EXERCISE DIRECTIONS
Print the records again, matching each line exactly.

[Natural-language object grounding data]
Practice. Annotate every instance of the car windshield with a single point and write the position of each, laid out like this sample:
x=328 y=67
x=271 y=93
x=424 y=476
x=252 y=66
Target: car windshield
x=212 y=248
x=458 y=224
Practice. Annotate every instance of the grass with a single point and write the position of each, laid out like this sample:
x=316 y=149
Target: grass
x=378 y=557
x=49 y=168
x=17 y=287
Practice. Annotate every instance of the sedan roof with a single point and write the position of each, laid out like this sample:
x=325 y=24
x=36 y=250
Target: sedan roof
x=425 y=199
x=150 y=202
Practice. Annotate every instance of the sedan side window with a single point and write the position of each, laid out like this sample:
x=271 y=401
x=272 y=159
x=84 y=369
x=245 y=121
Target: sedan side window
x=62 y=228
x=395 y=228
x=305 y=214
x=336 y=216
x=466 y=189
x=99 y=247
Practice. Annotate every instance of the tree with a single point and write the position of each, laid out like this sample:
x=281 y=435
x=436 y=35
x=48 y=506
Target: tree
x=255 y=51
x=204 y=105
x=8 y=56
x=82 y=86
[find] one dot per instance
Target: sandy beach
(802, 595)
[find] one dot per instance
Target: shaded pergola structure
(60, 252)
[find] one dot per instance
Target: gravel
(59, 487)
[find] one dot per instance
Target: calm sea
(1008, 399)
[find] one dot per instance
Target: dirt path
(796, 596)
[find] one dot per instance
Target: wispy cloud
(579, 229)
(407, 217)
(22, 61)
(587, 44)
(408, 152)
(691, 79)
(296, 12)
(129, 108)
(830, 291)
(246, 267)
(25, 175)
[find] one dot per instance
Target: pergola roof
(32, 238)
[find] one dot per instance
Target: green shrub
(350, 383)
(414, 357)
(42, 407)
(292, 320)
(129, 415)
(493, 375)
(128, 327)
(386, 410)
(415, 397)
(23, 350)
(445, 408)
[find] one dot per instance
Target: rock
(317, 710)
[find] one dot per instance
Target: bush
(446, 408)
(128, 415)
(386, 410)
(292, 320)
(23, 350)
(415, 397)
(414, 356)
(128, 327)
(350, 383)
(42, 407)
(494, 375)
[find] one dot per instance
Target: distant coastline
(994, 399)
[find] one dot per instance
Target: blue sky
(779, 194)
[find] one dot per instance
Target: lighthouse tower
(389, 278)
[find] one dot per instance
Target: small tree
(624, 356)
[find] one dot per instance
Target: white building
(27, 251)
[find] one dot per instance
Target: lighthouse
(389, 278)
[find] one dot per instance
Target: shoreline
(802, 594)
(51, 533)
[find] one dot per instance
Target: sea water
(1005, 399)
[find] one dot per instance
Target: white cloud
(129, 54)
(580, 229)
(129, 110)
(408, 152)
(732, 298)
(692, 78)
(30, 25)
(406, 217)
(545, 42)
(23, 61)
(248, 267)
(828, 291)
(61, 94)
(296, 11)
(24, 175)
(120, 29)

YOUR SOLUTION
Practice. Annotate every instance of the car windshield with a single point and write the position of each, laid out like this sample:
x=328 y=67
x=271 y=93
x=424 y=476
x=252 y=66
Target: car windshield
x=212 y=248
x=458 y=224
Practice. Annotate every instance of the grass with a single point and write the position of each, laid out like this sample:
x=316 y=149
Target: grass
x=378 y=557
x=49 y=168
x=17 y=287
Practice. Annotate every instance of the sedan roof with a single point and write the position of each, laid out like this sample:
x=325 y=24
x=36 y=250
Target: sedan roof
x=425 y=199
x=150 y=202
Practice. Annotate every instance of the sedan side window with a single point and write the position of each, laid out like this sample:
x=271 y=401
x=272 y=159
x=84 y=369
x=245 y=121
Target: sedan side window
x=62 y=228
x=395 y=228
x=305 y=214
x=336 y=216
x=466 y=189
x=99 y=247
Practice. Annotate every instance of the tree with a single point and write the position of each, laid out like this sample:
x=281 y=435
x=436 y=35
x=48 y=506
Target: tree
x=255 y=51
x=204 y=105
x=8 y=56
x=82 y=86
[find] one dot per instance
Target: sandy beach
(802, 595)
[find] one dot per instance
Target: shaded pergola structure
(60, 252)
[find] one dot per instance
Target: gravel
(59, 487)
[find] one dot per instance
Target: calm sea
(1008, 399)
[find] one dot per instance
Target: dirt path
(796, 596)
[find] one dot per instance
Target: wispy cloud
(579, 229)
(407, 217)
(22, 61)
(587, 44)
(408, 152)
(691, 79)
(296, 12)
(129, 108)
(830, 291)
(246, 267)
(25, 175)
[find] one dot per instance
Target: pergola roof
(32, 238)
[find] one dot per instance
Target: green shrub
(350, 383)
(414, 357)
(42, 407)
(292, 320)
(129, 415)
(493, 375)
(128, 327)
(386, 410)
(415, 397)
(23, 350)
(445, 408)
[find] one dot per instance
Target: rock
(317, 710)
[find] one dot per instance
Target: bush
(446, 408)
(128, 415)
(386, 410)
(292, 320)
(23, 350)
(415, 397)
(414, 356)
(128, 327)
(350, 383)
(42, 407)
(494, 375)
[find] one dot per instance
Target: distant coastline
(994, 399)
[find] one dot per instance
Target: blue sky
(779, 194)
[find] one dot per instance
Target: lighthouse tower
(389, 278)
[find] one dot per instance
Target: small tree
(624, 356)
[find] one dot per instance
Target: white building
(27, 251)
[find] one dot per instance
Target: lighthouse
(389, 278)
[find] one dot per instance
Target: shoreline
(802, 594)
(51, 533)
[find] one dot per instance
Target: sea water
(1005, 399)
[find] one dot per instance
Target: white cloud
(129, 54)
(580, 229)
(129, 110)
(408, 152)
(732, 298)
(692, 78)
(30, 25)
(406, 217)
(545, 42)
(23, 61)
(248, 267)
(828, 291)
(61, 94)
(296, 11)
(24, 175)
(120, 29)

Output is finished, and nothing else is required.